== WHAT YOU HAVE TO DO ==
Once you reach the line containing "Where can the grass", copy it and every line after it exactly, through the end of the data below.

== RECORDS SHOWN ==

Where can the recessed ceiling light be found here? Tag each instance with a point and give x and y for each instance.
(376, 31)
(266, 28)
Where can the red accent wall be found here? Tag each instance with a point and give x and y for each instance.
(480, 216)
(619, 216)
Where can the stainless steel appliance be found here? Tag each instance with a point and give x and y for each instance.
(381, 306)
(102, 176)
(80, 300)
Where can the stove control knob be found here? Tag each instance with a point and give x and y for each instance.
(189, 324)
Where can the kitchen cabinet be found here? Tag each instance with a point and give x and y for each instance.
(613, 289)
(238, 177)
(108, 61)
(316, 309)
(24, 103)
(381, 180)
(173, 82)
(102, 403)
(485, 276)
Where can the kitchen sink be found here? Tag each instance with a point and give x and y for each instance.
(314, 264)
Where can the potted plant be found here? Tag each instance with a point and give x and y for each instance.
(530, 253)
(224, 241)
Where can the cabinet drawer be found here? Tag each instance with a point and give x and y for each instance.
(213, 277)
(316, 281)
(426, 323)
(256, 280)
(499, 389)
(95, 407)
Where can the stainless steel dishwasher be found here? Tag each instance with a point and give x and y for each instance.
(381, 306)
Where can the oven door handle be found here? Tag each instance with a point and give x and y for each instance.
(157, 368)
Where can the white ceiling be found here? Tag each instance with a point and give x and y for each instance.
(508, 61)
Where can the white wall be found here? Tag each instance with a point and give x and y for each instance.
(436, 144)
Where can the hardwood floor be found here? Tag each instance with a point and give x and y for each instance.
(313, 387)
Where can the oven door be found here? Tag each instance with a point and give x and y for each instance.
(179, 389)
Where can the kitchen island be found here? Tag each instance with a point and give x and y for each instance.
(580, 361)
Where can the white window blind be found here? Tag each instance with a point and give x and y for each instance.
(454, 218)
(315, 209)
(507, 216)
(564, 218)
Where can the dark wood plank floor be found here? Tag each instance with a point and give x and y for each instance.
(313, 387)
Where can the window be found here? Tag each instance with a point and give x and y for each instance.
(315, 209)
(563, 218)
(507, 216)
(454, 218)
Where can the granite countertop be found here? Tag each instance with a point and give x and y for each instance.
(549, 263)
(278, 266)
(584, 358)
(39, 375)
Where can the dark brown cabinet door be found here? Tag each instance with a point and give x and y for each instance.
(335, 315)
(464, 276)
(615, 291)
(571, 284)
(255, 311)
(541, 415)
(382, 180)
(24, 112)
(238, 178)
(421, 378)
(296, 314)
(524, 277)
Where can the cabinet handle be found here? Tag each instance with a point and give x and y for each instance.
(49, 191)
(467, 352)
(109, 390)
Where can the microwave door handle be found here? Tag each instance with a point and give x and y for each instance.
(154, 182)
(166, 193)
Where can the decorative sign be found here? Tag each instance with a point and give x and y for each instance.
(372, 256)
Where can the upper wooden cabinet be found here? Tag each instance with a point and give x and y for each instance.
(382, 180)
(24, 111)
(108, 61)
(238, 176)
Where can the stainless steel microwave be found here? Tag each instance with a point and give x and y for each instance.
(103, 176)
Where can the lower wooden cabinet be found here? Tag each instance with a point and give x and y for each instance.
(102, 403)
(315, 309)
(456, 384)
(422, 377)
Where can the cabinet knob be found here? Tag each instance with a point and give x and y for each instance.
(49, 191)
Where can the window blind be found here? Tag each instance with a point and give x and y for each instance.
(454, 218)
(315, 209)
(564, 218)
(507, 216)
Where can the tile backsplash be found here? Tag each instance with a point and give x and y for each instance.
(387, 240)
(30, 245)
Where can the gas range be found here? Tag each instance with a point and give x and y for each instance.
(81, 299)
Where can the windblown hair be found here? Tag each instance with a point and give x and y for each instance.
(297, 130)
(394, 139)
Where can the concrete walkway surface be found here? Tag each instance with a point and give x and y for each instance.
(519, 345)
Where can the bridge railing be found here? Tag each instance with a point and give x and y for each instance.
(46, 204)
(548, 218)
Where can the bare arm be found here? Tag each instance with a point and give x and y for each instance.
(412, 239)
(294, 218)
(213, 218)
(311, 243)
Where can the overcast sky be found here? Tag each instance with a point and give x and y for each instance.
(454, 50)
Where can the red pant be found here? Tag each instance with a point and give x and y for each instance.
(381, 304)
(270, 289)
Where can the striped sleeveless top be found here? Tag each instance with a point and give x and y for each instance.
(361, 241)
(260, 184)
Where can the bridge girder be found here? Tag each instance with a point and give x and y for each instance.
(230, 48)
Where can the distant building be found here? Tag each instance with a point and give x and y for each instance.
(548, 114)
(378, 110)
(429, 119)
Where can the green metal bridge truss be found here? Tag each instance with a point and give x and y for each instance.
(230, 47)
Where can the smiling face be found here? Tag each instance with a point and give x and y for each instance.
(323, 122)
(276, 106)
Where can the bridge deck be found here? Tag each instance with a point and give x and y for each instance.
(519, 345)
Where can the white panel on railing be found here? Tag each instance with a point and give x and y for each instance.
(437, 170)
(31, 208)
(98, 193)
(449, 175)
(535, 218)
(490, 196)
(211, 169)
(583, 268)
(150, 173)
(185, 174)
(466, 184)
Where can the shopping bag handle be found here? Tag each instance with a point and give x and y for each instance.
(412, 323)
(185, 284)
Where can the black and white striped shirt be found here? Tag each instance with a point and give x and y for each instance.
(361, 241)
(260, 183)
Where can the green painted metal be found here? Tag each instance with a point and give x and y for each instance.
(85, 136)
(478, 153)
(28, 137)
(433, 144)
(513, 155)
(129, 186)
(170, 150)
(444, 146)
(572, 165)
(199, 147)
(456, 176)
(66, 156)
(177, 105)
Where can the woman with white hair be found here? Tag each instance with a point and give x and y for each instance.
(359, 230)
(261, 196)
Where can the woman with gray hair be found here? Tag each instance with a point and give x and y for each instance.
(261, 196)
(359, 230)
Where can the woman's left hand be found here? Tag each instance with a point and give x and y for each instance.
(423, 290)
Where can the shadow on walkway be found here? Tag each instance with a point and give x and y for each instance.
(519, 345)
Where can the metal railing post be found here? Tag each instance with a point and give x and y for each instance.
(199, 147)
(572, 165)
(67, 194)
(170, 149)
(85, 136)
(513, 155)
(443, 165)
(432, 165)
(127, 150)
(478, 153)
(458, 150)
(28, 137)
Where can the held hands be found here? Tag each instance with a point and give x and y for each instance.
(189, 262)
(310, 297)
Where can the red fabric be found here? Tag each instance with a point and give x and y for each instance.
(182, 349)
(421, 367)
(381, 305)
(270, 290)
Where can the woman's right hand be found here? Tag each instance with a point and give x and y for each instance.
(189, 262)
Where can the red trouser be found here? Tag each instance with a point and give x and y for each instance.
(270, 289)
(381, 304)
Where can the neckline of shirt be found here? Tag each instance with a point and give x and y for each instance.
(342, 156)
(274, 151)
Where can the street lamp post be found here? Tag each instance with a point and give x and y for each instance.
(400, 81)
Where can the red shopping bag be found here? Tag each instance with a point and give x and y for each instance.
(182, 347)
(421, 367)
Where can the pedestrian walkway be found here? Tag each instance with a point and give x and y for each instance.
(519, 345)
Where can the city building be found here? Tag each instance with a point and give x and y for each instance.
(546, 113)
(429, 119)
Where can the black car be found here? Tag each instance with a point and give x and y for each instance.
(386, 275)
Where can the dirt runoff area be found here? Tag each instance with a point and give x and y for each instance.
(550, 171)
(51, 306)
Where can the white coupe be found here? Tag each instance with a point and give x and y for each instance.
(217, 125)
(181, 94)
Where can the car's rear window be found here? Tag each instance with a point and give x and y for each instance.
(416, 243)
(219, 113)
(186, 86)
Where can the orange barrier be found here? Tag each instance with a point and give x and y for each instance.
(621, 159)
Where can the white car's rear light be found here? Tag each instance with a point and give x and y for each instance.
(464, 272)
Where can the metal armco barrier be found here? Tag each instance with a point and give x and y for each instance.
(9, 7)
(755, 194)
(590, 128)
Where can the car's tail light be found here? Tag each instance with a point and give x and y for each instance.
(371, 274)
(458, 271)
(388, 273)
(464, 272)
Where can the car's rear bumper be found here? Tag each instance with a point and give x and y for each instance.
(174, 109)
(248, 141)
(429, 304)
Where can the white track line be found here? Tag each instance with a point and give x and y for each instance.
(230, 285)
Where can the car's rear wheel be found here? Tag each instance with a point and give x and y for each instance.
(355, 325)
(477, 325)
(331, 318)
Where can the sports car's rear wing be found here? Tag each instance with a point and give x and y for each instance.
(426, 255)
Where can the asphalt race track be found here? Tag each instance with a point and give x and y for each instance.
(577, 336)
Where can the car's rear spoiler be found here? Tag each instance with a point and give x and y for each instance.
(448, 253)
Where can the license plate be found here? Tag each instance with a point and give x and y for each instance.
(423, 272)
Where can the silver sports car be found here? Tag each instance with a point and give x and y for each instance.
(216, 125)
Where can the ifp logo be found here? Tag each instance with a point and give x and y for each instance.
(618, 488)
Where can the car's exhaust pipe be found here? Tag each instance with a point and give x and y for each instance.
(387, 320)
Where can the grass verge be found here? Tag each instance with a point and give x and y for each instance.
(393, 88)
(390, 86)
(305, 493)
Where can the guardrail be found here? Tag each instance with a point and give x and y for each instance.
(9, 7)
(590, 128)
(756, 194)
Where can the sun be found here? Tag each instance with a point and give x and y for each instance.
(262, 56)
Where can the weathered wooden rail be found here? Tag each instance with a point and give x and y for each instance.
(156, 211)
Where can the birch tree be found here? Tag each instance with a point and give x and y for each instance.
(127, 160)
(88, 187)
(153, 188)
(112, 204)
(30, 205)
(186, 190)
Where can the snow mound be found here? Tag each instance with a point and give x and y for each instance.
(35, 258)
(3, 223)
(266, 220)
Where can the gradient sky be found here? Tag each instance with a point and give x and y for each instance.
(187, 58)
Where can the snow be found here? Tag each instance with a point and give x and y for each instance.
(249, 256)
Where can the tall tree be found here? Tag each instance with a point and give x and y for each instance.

== ANSWER AREA ==
Where can the grass verge be found here? Tag each instance with a point and give x and y for each instance.
(393, 88)
(390, 86)
(305, 493)
Where can the guardrail be found here? Tag each instance with a point and give x and y for each instance.
(9, 7)
(590, 128)
(756, 194)
Where can the sun be found here? Tag each instance with a point and give x and y for each instance.
(262, 56)
Where can the weathered wooden rail be found here? Tag each instance with a point and give x and y for each instance.
(156, 211)
Where can the birch tree be found here? Tag each instance with a point and give x and y for each instance.
(127, 160)
(88, 187)
(153, 188)
(112, 204)
(30, 205)
(186, 190)
Where can the snow mound be found here? Tag each instance with a point and give x and y for each instance.
(35, 258)
(3, 223)
(266, 220)
Where can the gradient sky be found here? Tag each instance with a point and give x and y for each instance.
(187, 58)
Where can the snow be found here? Tag each instance with a point and give x and y for each instance.
(249, 256)
Where can the tall tree be found here? Tag each instance with a point and give x and y for each instance.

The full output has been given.